Work to be completed —
Copy the data items from the line that contains "the factory building." through the end of the data items, changing "SHOULD" to "MUST" and leaving everything else as it is.

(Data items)
=-=-=-=-=

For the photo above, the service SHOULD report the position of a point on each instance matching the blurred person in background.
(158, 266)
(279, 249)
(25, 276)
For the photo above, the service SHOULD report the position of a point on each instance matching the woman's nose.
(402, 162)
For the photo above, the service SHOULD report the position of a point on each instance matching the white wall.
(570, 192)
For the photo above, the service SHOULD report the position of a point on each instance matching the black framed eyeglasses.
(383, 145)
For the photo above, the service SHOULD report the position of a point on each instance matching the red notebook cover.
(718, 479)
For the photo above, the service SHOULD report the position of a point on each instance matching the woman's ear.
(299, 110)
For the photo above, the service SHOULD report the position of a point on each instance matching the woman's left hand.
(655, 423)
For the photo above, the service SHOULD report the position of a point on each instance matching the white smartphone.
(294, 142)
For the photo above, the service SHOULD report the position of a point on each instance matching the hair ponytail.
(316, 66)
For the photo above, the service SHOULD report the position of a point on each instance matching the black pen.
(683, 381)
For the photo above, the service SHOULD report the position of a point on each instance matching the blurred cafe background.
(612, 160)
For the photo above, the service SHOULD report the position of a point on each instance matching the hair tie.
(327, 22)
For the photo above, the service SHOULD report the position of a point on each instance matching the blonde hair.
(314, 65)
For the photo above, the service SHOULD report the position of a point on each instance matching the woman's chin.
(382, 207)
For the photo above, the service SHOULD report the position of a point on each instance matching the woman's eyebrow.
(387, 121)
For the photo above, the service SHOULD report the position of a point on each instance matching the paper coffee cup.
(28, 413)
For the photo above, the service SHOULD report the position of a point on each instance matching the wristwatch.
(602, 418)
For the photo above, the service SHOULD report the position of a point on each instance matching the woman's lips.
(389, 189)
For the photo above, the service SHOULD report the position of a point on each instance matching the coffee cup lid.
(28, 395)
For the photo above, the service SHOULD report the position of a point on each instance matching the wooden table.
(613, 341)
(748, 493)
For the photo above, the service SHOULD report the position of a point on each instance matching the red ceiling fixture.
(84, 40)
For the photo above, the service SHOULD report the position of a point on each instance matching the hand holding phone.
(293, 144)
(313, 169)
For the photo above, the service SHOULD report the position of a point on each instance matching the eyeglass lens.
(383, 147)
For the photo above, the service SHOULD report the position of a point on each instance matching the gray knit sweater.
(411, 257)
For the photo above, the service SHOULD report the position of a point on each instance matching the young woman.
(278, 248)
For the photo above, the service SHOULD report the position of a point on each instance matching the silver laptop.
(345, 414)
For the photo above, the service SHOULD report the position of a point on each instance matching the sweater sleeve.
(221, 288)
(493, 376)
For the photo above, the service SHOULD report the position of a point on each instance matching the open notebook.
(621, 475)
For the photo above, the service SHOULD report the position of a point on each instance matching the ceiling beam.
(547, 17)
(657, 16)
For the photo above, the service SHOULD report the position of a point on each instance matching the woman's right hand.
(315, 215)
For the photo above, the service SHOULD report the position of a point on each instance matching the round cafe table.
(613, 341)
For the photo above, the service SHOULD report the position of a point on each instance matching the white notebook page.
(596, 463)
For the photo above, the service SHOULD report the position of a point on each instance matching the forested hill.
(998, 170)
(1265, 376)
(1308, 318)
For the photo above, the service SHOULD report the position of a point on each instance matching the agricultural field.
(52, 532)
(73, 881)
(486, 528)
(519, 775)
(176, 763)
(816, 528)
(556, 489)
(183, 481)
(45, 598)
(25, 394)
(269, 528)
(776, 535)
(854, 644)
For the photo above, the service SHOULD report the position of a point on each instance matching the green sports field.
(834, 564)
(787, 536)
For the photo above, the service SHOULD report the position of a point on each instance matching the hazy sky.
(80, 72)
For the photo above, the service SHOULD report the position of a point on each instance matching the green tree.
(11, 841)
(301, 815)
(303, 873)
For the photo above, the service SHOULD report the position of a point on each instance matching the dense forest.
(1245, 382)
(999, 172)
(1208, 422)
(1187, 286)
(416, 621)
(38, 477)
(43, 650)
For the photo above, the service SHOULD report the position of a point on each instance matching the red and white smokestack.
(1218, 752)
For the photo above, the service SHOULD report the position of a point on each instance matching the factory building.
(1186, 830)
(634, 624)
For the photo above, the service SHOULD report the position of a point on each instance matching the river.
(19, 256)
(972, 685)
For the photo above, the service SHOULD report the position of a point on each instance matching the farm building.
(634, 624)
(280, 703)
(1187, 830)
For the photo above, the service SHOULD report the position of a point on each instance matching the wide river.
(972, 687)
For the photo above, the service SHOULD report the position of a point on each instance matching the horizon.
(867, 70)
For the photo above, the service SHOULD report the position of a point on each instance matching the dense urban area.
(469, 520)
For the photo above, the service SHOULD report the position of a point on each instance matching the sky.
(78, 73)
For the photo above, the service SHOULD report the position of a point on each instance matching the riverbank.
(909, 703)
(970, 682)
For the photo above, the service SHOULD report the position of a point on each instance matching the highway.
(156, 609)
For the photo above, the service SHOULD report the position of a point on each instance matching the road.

=-=-=-=-=

Correct response —
For the photo above, the service MUST report the position of a point on each instance matching the factory building.
(1186, 830)
(634, 624)
For the photo above, the service MUST report the position of a point on each instance matching the river.
(19, 256)
(972, 685)
For the photo above, the service MUST report the position of a point on each instance matching the farm building.
(634, 624)
(280, 703)
(1187, 830)
For the photo above, the service MUST report the position of a point on each instance matching the wide river.
(972, 687)
For the photo above, the service MUST report the position of a point on each instance matching the horizon.
(867, 70)
For the photo above, the service MUST report the position of a point on each instance matching the dense urban area.
(469, 520)
For the photo above, the service MUST report the position of a point on each instance matching the sky.
(78, 73)
For the photo above, the service MUST report the position of a point on each instance matching the riverbank.
(909, 703)
(970, 682)
For the photo above, the service MUST report the position of a point on each instance matching the highway.
(156, 609)
For the photo above, the service MUST report the position of a point on each instance matching the road.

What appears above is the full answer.